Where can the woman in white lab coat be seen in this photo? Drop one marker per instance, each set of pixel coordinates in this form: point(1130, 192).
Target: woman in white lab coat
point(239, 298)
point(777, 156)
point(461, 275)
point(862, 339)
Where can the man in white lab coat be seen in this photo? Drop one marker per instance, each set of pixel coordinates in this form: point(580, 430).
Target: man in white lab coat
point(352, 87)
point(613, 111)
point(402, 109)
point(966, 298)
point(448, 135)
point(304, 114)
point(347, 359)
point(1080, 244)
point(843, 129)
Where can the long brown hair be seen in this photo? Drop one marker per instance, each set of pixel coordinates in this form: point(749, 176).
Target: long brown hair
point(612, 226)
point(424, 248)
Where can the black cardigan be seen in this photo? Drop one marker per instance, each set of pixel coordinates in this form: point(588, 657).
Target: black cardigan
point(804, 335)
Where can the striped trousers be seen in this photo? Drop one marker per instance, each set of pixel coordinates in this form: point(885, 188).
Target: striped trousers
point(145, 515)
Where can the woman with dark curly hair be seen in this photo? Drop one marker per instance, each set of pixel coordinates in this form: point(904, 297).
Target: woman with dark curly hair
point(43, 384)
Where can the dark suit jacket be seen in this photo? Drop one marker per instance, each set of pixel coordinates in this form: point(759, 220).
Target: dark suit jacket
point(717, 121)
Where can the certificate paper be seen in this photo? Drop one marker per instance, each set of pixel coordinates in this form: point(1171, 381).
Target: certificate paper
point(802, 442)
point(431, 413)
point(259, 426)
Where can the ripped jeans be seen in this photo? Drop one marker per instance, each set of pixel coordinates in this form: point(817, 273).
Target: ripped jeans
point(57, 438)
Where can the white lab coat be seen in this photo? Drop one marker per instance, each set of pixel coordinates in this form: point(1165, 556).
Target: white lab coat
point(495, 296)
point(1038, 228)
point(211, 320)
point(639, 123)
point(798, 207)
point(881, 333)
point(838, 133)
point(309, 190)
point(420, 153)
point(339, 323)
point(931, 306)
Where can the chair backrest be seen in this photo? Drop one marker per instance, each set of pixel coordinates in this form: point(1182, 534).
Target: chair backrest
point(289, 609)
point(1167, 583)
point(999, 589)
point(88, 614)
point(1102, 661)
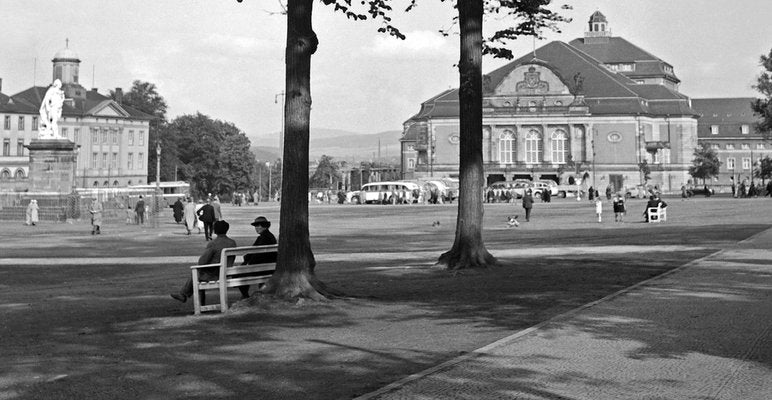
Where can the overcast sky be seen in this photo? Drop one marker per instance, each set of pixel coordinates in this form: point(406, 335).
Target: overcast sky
point(225, 59)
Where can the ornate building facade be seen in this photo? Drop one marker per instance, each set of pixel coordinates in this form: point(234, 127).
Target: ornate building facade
point(112, 137)
point(593, 110)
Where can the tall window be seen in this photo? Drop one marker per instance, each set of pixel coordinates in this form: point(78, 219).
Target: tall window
point(533, 147)
point(507, 147)
point(559, 147)
point(746, 163)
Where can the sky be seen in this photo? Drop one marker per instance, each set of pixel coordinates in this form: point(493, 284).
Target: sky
point(226, 59)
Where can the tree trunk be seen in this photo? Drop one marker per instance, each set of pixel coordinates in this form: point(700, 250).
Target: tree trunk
point(295, 277)
point(468, 250)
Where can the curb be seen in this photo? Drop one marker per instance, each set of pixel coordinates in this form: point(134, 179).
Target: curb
point(519, 334)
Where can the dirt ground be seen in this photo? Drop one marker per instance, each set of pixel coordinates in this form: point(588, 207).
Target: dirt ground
point(90, 317)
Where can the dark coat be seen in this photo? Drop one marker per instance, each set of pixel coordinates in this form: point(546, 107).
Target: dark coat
point(206, 213)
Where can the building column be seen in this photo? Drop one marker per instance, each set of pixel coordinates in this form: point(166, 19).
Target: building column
point(545, 146)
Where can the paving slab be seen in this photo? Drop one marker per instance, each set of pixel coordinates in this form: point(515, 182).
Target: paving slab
point(702, 331)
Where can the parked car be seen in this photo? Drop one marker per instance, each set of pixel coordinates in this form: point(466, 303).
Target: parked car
point(384, 193)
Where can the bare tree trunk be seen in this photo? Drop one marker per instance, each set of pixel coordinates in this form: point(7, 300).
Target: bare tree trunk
point(295, 275)
point(468, 250)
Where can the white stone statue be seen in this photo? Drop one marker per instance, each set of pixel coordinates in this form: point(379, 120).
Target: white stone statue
point(51, 111)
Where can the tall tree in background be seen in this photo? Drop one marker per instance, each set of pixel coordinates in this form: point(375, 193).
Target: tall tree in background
point(468, 249)
point(144, 97)
point(763, 107)
point(705, 164)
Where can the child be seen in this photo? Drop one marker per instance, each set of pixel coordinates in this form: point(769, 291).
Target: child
point(598, 208)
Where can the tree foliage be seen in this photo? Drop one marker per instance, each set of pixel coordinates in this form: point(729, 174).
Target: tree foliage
point(705, 164)
point(763, 107)
point(212, 155)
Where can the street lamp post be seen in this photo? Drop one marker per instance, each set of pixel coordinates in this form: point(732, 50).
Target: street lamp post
point(157, 181)
point(268, 164)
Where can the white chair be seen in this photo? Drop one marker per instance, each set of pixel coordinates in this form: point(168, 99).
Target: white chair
point(657, 214)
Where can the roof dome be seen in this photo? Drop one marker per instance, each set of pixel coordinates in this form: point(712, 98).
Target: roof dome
point(66, 54)
point(597, 16)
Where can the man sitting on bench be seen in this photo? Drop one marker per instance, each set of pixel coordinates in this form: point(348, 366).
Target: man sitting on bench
════════════════════
INSTRUCTIONS FOR THE TASK: Wherever a line above contains "bench", copy that line.

EXERCISE RESULT:
Where can the man sitting on bench be seen in this photo? Drop one marker per instance, each set of pixel coordinates in this form: point(348, 366).
Target: man sitting on bench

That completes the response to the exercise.